## Dataset:
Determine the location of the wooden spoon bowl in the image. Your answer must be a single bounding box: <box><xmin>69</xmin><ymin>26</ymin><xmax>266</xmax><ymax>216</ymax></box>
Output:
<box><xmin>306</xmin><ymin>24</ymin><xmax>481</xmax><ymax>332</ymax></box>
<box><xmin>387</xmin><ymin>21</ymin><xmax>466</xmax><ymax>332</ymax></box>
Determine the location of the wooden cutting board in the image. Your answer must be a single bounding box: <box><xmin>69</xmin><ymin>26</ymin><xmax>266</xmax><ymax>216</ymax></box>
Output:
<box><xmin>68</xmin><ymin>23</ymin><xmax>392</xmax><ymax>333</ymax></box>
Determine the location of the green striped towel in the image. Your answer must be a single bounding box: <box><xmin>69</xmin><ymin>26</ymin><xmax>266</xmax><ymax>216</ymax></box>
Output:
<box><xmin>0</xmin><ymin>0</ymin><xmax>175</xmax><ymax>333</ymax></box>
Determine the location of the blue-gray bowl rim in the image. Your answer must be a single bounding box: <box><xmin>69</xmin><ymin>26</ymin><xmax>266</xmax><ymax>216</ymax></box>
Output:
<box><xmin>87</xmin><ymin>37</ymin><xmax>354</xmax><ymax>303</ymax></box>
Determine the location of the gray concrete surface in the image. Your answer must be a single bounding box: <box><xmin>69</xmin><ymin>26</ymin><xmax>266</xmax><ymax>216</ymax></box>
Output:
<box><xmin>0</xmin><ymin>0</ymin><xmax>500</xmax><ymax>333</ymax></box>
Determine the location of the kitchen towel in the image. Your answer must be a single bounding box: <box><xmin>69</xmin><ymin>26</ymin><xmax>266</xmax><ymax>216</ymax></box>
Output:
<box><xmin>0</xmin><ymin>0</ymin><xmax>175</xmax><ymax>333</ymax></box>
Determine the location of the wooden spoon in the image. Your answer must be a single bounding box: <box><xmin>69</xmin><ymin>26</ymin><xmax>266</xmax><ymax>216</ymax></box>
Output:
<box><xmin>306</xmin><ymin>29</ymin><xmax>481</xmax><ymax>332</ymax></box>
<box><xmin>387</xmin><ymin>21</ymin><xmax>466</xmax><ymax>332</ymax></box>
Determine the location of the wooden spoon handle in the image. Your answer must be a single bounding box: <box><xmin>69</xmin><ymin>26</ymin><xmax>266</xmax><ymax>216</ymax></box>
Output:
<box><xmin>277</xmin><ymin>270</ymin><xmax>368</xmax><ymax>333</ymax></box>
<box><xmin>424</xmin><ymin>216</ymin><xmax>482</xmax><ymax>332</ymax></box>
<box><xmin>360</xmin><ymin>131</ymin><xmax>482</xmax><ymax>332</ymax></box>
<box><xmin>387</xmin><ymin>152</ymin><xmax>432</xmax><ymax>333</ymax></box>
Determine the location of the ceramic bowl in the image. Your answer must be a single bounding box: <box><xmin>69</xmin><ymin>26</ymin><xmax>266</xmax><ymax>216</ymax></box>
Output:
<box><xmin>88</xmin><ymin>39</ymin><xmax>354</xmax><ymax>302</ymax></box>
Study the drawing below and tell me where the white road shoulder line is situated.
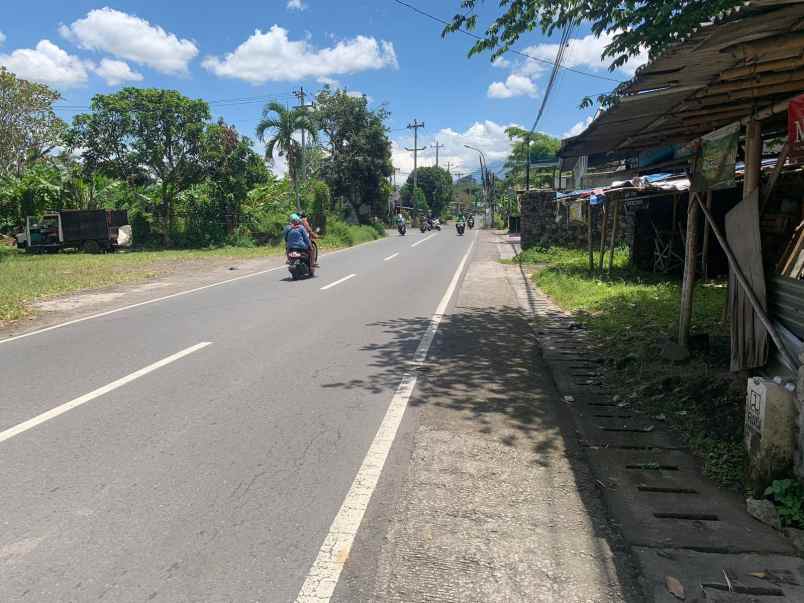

## Instruction:
Rewrite the lines above with every "wooden spoon" changed to "wooden ladle" and nothing else altered. Omit the picture from your answer.

## Answer to the task:
Determine the location of the wooden ladle bowl in the image. Your answer must be a single bounding box: <box><xmin>69</xmin><ymin>26</ymin><xmax>266</xmax><ymax>216</ymax></box>
Output:
<box><xmin>306</xmin><ymin>24</ymin><xmax>481</xmax><ymax>332</ymax></box>
<box><xmin>387</xmin><ymin>21</ymin><xmax>466</xmax><ymax>332</ymax></box>
Determine the location of the wooden cutting board in the image. Your answer must be a single bounding box: <box><xmin>69</xmin><ymin>26</ymin><xmax>266</xmax><ymax>216</ymax></box>
Output:
<box><xmin>68</xmin><ymin>23</ymin><xmax>392</xmax><ymax>333</ymax></box>
Determine the location of the green striped towel in the image. Your answer must be a single bounding box: <box><xmin>69</xmin><ymin>26</ymin><xmax>266</xmax><ymax>216</ymax></box>
Output:
<box><xmin>0</xmin><ymin>0</ymin><xmax>175</xmax><ymax>333</ymax></box>
Determine the location of the blue-gray bowl rim in the image. Your answer must be a single bounding box: <box><xmin>69</xmin><ymin>26</ymin><xmax>266</xmax><ymax>216</ymax></box>
Output:
<box><xmin>87</xmin><ymin>37</ymin><xmax>354</xmax><ymax>303</ymax></box>
Determine the location of the gray concrete surface in the image. Your answer must be a single bounding box: <box><xmin>69</xmin><ymin>26</ymin><xmax>266</xmax><ymax>216</ymax></box>
Output:
<box><xmin>0</xmin><ymin>0</ymin><xmax>500</xmax><ymax>333</ymax></box>
Determine the location of the kitchen towel in the image. Your answer must be a single bounding box: <box><xmin>69</xmin><ymin>26</ymin><xmax>266</xmax><ymax>216</ymax></box>
Output:
<box><xmin>0</xmin><ymin>0</ymin><xmax>175</xmax><ymax>333</ymax></box>
Determine the location of the wooden ladle in the image. Your answer must be a single bounding box: <box><xmin>69</xmin><ymin>26</ymin><xmax>266</xmax><ymax>216</ymax></box>
Output:
<box><xmin>306</xmin><ymin>29</ymin><xmax>481</xmax><ymax>332</ymax></box>
<box><xmin>387</xmin><ymin>21</ymin><xmax>466</xmax><ymax>332</ymax></box>
Determine the location of the wooden ladle handle in the image. Your answer must be a single bounding box: <box><xmin>69</xmin><ymin>26</ymin><xmax>266</xmax><ymax>216</ymax></box>
Output:
<box><xmin>277</xmin><ymin>270</ymin><xmax>368</xmax><ymax>333</ymax></box>
<box><xmin>424</xmin><ymin>216</ymin><xmax>482</xmax><ymax>332</ymax></box>
<box><xmin>360</xmin><ymin>131</ymin><xmax>482</xmax><ymax>332</ymax></box>
<box><xmin>387</xmin><ymin>152</ymin><xmax>432</xmax><ymax>333</ymax></box>
Determine the location of the ceramic bowl in the image. Your answer must be a single bounding box: <box><xmin>69</xmin><ymin>26</ymin><xmax>266</xmax><ymax>216</ymax></box>
Output:
<box><xmin>88</xmin><ymin>39</ymin><xmax>354</xmax><ymax>302</ymax></box>
Study the drawing below and tell me where the white road shoulder line is situated.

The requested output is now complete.